▶ What the task asks: An exact copy of the listing is required, with its pictures removed.

--

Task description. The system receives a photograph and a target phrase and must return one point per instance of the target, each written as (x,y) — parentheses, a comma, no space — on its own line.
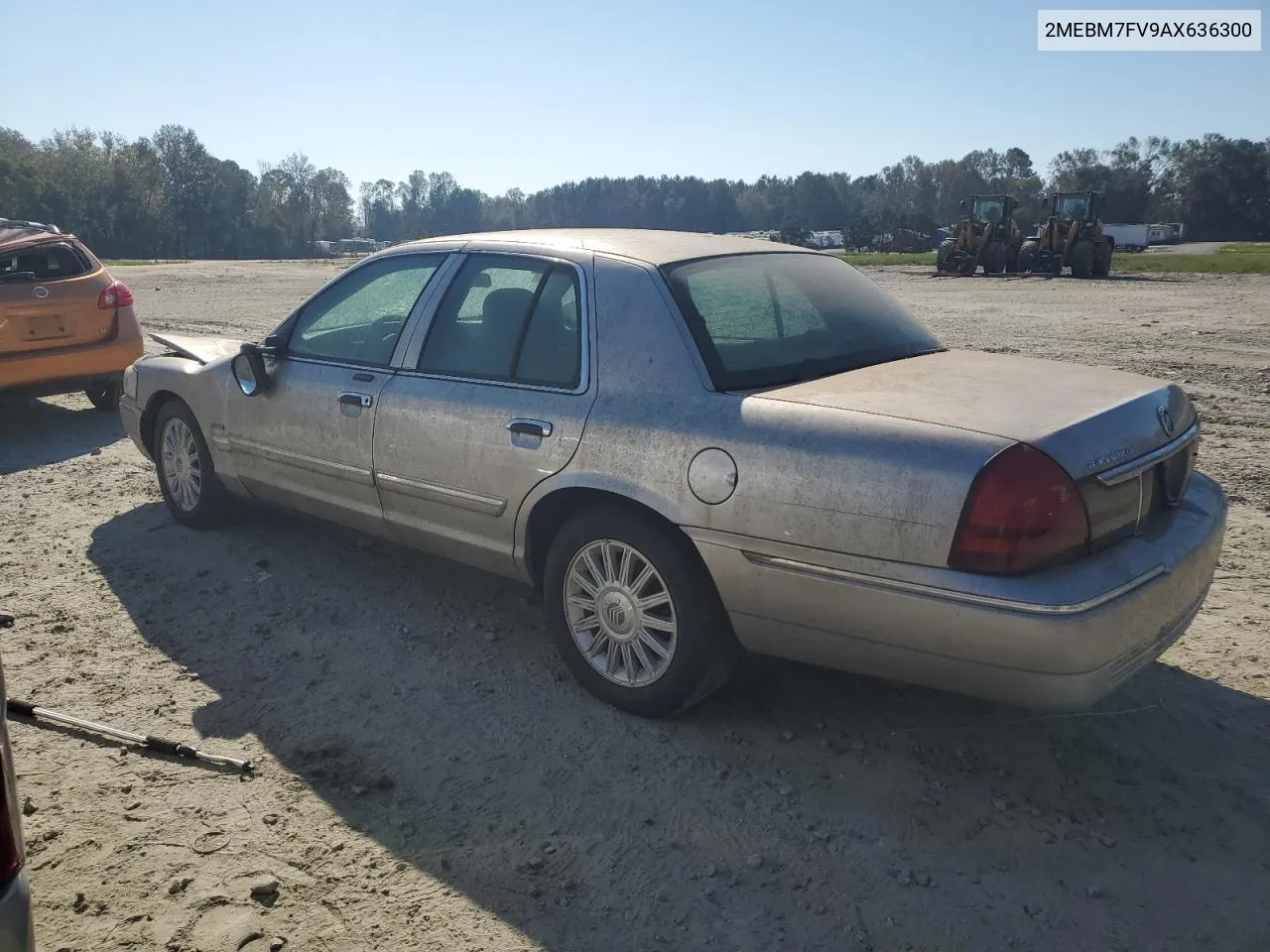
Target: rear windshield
(770,318)
(46,262)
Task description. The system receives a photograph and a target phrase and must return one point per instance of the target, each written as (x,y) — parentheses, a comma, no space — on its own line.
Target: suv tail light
(1023,513)
(12,848)
(116,295)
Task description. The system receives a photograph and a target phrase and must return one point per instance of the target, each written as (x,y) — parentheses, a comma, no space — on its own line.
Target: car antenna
(149,740)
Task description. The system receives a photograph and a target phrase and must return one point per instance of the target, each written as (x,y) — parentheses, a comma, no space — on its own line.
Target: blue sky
(530,94)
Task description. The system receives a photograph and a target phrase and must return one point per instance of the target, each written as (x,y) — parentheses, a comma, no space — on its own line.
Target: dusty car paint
(830,547)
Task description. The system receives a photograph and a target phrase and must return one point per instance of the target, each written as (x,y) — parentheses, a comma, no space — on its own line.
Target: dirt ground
(429,777)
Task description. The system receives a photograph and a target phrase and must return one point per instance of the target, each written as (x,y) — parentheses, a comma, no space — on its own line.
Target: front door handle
(531,428)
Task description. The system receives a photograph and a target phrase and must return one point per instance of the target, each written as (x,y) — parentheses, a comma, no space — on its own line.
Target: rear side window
(774,318)
(508,318)
(45,263)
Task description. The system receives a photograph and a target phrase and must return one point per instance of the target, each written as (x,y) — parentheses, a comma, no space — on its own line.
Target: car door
(494,404)
(307,440)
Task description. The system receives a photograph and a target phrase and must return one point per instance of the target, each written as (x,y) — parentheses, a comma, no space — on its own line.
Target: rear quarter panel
(816,477)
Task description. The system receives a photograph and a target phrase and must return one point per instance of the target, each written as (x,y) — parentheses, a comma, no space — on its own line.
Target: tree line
(166,195)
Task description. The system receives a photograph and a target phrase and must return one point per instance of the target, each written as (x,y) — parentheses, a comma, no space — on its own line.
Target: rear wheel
(639,621)
(104,395)
(187,476)
(1082,259)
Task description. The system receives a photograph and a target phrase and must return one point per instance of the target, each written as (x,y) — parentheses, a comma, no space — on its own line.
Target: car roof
(647,245)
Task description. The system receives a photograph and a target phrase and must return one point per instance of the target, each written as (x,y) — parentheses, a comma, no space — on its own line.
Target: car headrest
(506,306)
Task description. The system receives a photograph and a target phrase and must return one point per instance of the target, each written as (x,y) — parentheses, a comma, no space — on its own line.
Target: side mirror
(249,371)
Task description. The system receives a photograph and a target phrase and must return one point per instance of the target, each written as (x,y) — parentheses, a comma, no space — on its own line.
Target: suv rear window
(772,318)
(53,261)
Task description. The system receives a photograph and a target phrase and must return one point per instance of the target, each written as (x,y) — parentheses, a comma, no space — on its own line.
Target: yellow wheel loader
(987,236)
(1071,238)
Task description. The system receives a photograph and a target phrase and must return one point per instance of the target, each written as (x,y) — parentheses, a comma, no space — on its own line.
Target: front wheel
(639,621)
(104,395)
(187,476)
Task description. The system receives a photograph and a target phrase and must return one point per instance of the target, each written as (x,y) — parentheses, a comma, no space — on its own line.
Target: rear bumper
(1061,639)
(17,930)
(66,370)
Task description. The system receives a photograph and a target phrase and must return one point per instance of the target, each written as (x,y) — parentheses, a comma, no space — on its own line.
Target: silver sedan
(697,445)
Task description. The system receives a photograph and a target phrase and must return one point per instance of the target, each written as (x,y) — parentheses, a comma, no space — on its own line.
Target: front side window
(772,318)
(508,318)
(359,317)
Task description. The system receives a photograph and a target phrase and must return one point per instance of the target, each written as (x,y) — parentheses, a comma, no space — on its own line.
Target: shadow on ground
(802,809)
(39,433)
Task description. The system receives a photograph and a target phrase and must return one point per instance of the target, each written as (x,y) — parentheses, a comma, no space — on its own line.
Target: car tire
(187,475)
(702,651)
(104,395)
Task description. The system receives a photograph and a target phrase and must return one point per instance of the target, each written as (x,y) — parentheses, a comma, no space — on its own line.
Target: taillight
(1023,513)
(116,295)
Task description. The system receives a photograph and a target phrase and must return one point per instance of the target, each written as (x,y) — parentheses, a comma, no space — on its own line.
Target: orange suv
(66,324)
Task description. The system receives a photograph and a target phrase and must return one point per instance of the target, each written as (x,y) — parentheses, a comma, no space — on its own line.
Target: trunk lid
(1120,435)
(56,307)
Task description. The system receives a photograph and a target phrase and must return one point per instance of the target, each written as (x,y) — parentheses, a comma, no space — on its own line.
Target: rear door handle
(531,428)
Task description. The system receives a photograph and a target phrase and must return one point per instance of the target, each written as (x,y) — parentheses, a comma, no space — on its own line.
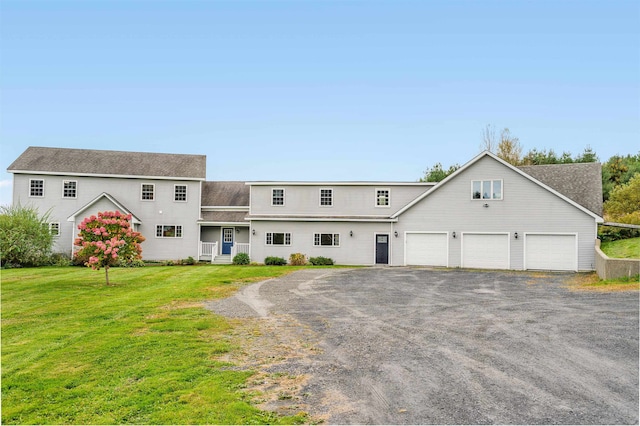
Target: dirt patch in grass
(591,282)
(268,347)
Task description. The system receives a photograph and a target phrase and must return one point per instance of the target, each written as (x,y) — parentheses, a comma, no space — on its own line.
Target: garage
(485,250)
(552,252)
(427,248)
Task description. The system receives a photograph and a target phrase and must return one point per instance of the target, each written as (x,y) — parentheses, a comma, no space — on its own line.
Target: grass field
(623,249)
(143,350)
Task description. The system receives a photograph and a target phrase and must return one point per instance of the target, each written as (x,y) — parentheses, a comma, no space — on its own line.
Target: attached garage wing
(485,250)
(427,249)
(552,252)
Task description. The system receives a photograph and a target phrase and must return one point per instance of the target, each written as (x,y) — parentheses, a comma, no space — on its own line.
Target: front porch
(221,243)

--

▶ Solution:
Task description. The system receives a photograph and a target phrase and must return one point per instance of the target, each written as (x,y) — parentheses, a comma, no space — on its own line.
Target: rear windshield
(770,318)
(46,262)
Task description. The system receives a photograph and a target phrase and must return one point per instance of the target, each written as (x,y) — parentheses, a comma, no space — on its own line.
Target: suv tail light
(1023,513)
(12,848)
(116,295)
Task description. The system receives a photograph and a target phrase and must return one point per instance of the target, each written as (x,y) — parentheses, a comma, no space — on its own line.
Target: car antenna
(149,740)
Task description. The system receives a photograph and a target phrase and must return one point per instance of the target, each written as (x,y) — parentheses, a comma, no space — on its own line.
Target: blue sky
(530,94)
Task description. The system receives a photograph and a target phrase and must return one point per instance of the target, each written as (x,y) — parentheses, a comma, no space — on its own line.
Target: dusty car paint
(830,547)
Task description. The system receives a photograph and a target phrase and must return one point per instance of the target, each written as (x,y) — parentheses, a comma, no space — on its own line.
Target: dirt ground
(429,777)
Task description. The system receives a photograph and a target phrase and must return one point per instance of the target, each written as (x,y) — parentheses, a comma, no space — on its own line.
Target: front door handle
(531,428)
Task description. The system receives a photograph and a target phrase and must return one point per instance of the target, each written as (x,y) — parentheses, a comma, no space — on its own line.
Target: rear side window
(774,318)
(508,318)
(45,263)
Task description. The system receives a photograph and a target phrase and must return one point per instance of the target, each written as (x,y) — parentheses, a comma, no space — on its own line.
Target: car door
(494,404)
(307,440)
Task description. The system receives a photograph and a target phrase and must return one point per instance of the target, each written as (x,y) — parentheses, a comma, no space — on its own line.
Target: rear quarter panel
(816,477)
Task description. The system receives a photograph and a target phrase and must return one point per instance of the target, each written as (x,y) — parentheses, a comma, no space — on its own line.
Target: tree line
(166,195)
Task description. The system receives a photograph and a target phrase and must return one point per instance of the target, each written as (x,y) — parentheses, a comma, no space — on its own line.
Target: rear wheel
(639,621)
(104,395)
(187,476)
(1082,259)
Task description. The system receives a photograph and a target phrase and must return one point per instance of the target, each written as (x,y) — parentheses, a comma, no space — on its own line.
Target: car roof
(647,245)
Task description. The system receives a photograph and a target phrase and must return one point per instance of the target, each written as (x,y) — parentheses, a comma, no space — on its own line.
Target: car headrest
(506,306)
Task description. The system receives a photograph and a target phrase and must return one point per instance of the target, each written as (x,y) — parentheses, a comma, no space — on its own line.
Target: side mirror
(249,371)
Task description. The system receives a photograph and a target phrase and must return one point per instance of the target, each written as (x,y) — parentheses, a comma, no space — on its own line.
Target: suv rear window
(772,318)
(53,261)
Task description. The system receives a photograph and a target phrase and must return one point per instance of the target, each written as (x,y) — parentheses, a comma, no space — on its own line.
Target: yellow wheel loader
(987,236)
(1071,238)
Task description. The system receives a photograph and a target phrase and must return one point per instance of the target, each written as (x,y) — parentheses, a comma, no space — on its own line.
Target: front wheel
(639,621)
(104,395)
(187,476)
Task description. The system receives a photograph and a target phrase and must return one point per instance of the target, each written as (x,y) — parentheses, a comma, no space — on its own line.
Target: rear bumper
(1061,639)
(17,930)
(66,370)
Task description. The system receives a photograph and a target phrase and must return one point per instance of the target, each written as (x,y) — parentheses, a comma, no space — on its own line.
Target: silver sedan
(697,445)
Task description. The system receives a photograph and a target phrase and must return one point per instance of the target, each written as (x,y) — parentheses, a comma, no space — on its own line.
Target: front side window
(772,318)
(508,318)
(359,317)
Task description. The system receives a photograph and a target phrase and must return one point per instance of the target, each written as (x,y) — parentheses, a comma, no space — on its own line.
Target: shadow on ground
(802,809)
(39,433)
Task description. The system receives a photograph and a target phrase and must return one point per instance of the target, each written as (x,y) — parentheses, a comma, no space — on its own line.
Target: car tire
(187,475)
(702,651)
(104,395)
Task description. The system receives a photograph and a target phrase and must return one point per instance of the target, each written as (x,y) — parentheses, a comma, no space — on its own line.
Target: taillight
(1023,513)
(116,295)
Task description. The system receives a photograph and a target phrase and must return one point per instance of the target, each written as (x,y) — parentheses, a comma, no space — on its own line.
Target: orange suv
(66,324)
Task description. The system receives a photograph and a target phrase and must return one point per instance of the target, each written as (x,y) — parentheses, a comma, no space — on its own line.
Target: trunk lid
(1120,435)
(56,307)
Task description. The system receives a photograph and a target phrase and must return one point per instance of the target, each written as (x,y) — parentheses, a comma, no space — on its own line.
Target: rear door handle
(531,428)
Task description. The system receives a photograph and a target phrase and must return one point per instance of the target, each written as (x,y) — parentheses, a comma, no space — on its own line.
Target: dirt patch in grass
(591,282)
(268,347)
Task description. The system receives a photograph and a target phrase and must return one point per instance of the target, each written as (x,y) — parentheses, a comma, no space — on its own line.
Target: garage
(485,250)
(552,252)
(427,248)
Task description. The system receives a photograph and a target phrase and must return one point per instance of the target, each written as (x,y) — parentheses, a comma, no space — on its own line.
Target: grass field
(623,249)
(143,350)
Task description. The system receives a photograph and a target phrase and must return one point per instance of the target, each written as (x,y) — parentheses, a comma, no space — on its own line.
Target: attached garage wing
(485,250)
(427,249)
(552,252)
Task description. The system receives a photograph and a target phrase and must return one point per instance of the target, each written as (x,y) — parentheses, a comma, no space — on its own line.
Target: front porch
(221,243)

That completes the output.